:: Given passage ::
Brighton2capetown - UK

Brighton to Cape Town Overland by Motorcycle










20th August 2007

After our successful photo shoot in a very sunny Brighton on 12th August, we had a shakedown run up to a very damp field in Yorkshire on August 18th/19th. 

The original expectation was for a dry run, but with the UK summer of 2007 continuing as we've now come to expect, we found ourselves being pretty accurately prepared for the tropical rainy season we'll hit in the middle of our trip - do they have horses in the Congo...?

We'd hoped to be able to take everything we will take to Africa, but there are some items still on order so there were a few omissions - notably the riding kit we're planning to wear which neither of us have yet got sorted.  However, everything we did have worked as expected, and the only addition to the kit list as a result of the trip was an umbrella each.

We arrived and started setting up camp, still wearing our waterproofs because it was raining...

Horse shown actual size next to the bikes.



First up was the tarp shelter, a trick learnt at the Horizons Unlimited travellers meeting...


This then gave us somewhere dry to pitch the tents, so the inners didn't get soaked before the outers went on...

... a strategy which worked a treat.  The shelter also gave us somewhere to sit and cook in the dry, and as we'd already found at the Horizons meet, our panniers make perfect seats.

One thing that didn't work was the bald road tyres on mud - they really didn't work at all and the fully laden bikes were all over the place!  My strategy has been to let the current consumables on the bike get thoroughly warn out, so that I don't have to buy anything until I change everything just before we leave.  These tyres should still be legal (and OK for road use at least) the week before we go, but my bike is now grounded until its new chain arrives.

5th October 2007

The last minute preparation? In a word, "underestimated".
:::
:: Provided data ::
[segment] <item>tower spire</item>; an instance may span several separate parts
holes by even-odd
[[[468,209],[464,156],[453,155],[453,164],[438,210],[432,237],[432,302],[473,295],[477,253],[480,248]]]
:::
Task A: In the Brighton to Cape Town blog, what was the only addition to the kit list as a result of the shakedown run?
Task B: Go on with the Brighton to Cape Town blog from the point where it stops.
The material isn't needed for this.

Written answer A: An umbrella each.

Written answer B:
There were a number of jobs we'd planned to do on the bikes, and at the time we'd planned them they seemed adequate. But when faced with a bike in front of you, a spanner in your hand and the knowledge that this is the last time the bike will see your cosy garage for five months and probably 14,000 gruelling miles, there are a lot more things that creep on to the to-do list.  In fairness, the suspension upgrades being delayed by three weeks did not help, and in the end, their arrival was what defined our leaving date.  We had over-optimistically booked our Dover-Calais crossing months in advance and pegged our leaving date as Monday 24th September, leaving ourselves just one week to get ready after we both finished work on Friday 14th.  This served to focus our minds, but didn't speed up our suppliers any.  Our rear shock units arrived on Friday 21st, allowing us to fit them after our first aid course on Saturday.  The front springs were the last component of all to arrive, turning up on Tuesday 25th.  We were out in the garage fitting them until 11.30pm that night, which left Wednesday for the last of the electrical preparation on Ed's machine, packing and last minute errands on Thursday and a leaving date of Friday 28th September.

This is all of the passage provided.